### EXERCISE TEXT
_ _ _ _ _
Kieft having been driven from office, Petrus Stuyvesant was made Director General, July 28, 1646. Under his administration the settlement at Bergen was revived, grew rapidly, and prospered.
Source: Early settlers of Hudson County and The Massacre of Pavonia
Genealogical History Of Hudson And Bergen Counties New Jersey,
EARLY SETTLERS OF HUDSON COUNTY – Part A
Originally published in 1900
Cornelius Burnham Harvey, Editor
Year 1643: “We do not know when Dirck Stratenmaker and his wife came to this country, but we do know that they had land at Communipaw and lived there. The morning after the “Communipaw Massacre” of Feb. 25, 1643, Dirck and his wife went to the scene to plunder. She was carrying her son Jan, less than a year old, and the fact that there is no record of his baptism at New Amsterdam suggests that they might have been recent arrivals. They were accompanied by some Englishman and soldiers. The soldiers had to leave, and warned Dirck of the Indians, but he replied: “There is no danger. If there were a hundred savages, none would hurt us. Shortly after, the soldiers heard a shriek, and returning found Dirk mortally wounded, and his wife dead. Dirck said: “I might have well escaped by running, but I did not wish to leave my poor wife.” “The child was saved, and was raised in New Amsterdam by Classie Teunis.”
_ _ _ _ _
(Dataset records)
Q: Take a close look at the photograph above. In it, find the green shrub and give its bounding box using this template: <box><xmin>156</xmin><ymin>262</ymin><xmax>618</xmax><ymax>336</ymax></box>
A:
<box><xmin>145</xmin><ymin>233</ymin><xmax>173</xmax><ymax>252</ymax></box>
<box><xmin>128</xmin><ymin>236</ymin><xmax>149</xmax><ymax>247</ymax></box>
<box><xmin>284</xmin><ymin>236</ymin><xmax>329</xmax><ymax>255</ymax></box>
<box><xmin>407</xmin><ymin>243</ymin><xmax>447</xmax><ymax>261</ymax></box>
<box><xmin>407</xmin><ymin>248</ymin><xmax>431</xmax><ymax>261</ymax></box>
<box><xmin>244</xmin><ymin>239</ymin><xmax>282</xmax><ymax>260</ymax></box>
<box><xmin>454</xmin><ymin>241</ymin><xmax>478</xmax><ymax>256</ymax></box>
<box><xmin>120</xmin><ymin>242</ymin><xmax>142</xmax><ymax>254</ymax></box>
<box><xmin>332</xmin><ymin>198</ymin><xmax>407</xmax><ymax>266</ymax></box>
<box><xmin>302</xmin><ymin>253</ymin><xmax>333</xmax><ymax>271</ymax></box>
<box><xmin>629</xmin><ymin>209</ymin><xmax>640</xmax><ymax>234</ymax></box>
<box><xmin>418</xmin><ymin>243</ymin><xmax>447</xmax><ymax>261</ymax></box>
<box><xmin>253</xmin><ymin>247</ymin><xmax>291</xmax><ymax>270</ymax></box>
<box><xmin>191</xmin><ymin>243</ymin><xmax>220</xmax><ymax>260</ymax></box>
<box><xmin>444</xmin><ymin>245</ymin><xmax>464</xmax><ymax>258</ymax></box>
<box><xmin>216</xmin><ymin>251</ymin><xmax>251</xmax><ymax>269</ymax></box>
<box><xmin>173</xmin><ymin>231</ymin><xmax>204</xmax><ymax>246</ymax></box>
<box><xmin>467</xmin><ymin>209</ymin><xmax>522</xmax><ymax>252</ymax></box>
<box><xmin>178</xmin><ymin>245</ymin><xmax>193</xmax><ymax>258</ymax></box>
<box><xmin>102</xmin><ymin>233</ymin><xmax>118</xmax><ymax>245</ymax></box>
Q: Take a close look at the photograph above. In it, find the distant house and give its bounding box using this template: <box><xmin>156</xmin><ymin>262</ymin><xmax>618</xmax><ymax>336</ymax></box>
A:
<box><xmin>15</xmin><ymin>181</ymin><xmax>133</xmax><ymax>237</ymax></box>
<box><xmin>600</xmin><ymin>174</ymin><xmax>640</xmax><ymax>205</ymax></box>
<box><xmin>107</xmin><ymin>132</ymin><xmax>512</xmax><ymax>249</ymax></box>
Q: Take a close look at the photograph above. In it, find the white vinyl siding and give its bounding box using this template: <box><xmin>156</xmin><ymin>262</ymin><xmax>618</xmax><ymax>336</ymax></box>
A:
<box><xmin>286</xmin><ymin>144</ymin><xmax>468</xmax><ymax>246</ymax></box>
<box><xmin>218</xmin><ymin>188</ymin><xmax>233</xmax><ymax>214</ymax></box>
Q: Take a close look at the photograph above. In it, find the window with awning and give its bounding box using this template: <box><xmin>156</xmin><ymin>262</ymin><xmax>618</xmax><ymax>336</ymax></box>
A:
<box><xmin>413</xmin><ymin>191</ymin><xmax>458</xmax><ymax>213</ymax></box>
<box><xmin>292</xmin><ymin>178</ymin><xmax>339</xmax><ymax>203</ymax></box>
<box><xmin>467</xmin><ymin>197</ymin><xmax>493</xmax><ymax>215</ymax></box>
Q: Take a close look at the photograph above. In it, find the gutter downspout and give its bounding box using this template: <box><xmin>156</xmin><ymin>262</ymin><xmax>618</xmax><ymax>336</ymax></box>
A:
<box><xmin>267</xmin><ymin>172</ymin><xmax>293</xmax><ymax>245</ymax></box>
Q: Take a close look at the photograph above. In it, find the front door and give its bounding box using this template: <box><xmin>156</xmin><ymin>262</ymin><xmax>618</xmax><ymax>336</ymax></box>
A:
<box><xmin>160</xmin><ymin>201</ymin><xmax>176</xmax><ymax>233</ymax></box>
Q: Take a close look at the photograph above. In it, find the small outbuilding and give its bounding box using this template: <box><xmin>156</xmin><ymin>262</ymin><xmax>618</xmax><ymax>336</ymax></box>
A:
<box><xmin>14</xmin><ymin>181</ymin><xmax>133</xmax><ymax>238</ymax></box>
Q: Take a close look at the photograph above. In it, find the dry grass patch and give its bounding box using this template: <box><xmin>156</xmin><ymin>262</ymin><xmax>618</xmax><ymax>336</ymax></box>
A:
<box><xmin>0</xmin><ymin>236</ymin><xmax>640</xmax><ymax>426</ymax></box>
_ _ _ _ _
### CHECK YOUR UNDERSTANDING
A. Reproduce the account of Hudson County's early settlers, beginning at the words "Kieft having been" and stopping after "rapidly, and prospered.".
B. Resume the account of Hudson County's early settlers, continuing on from its last sentence.
The rows are separate material and are not part of the account of Hudson County's early settlers.

### PER-TASK ANSWERS
A.
Kieft having been driven from office, Petrus Stuyvesant was made Director General, July 28, 1646. Under his administration the settlement at Bergen was revived, grew rapidly, and prospered.

B.
And this commentary about the massacre from
Description (1643) of Nieuw Netherlands (New York and Albany) from a narrative of Father Isaac Jogues. “From Trois Rivières in Nouvelle France, 3 August 1646″:
“On the island of Manhattes, and its environs, there may well be four or five hundred men of different sects and nations: the Director General told me that there were men of eighteen different languages; they are scattered here and there on the river, above and below, as the beauty and convenience of the spot has invited each to settle: some mechanics however, who ply their trade, are ranged under the fort; all the others are exposed to the incursions of the natives, who in the year 1643, while I was there, actually killed some two score Hollanders, and burnt many houses and barns full of wheat.”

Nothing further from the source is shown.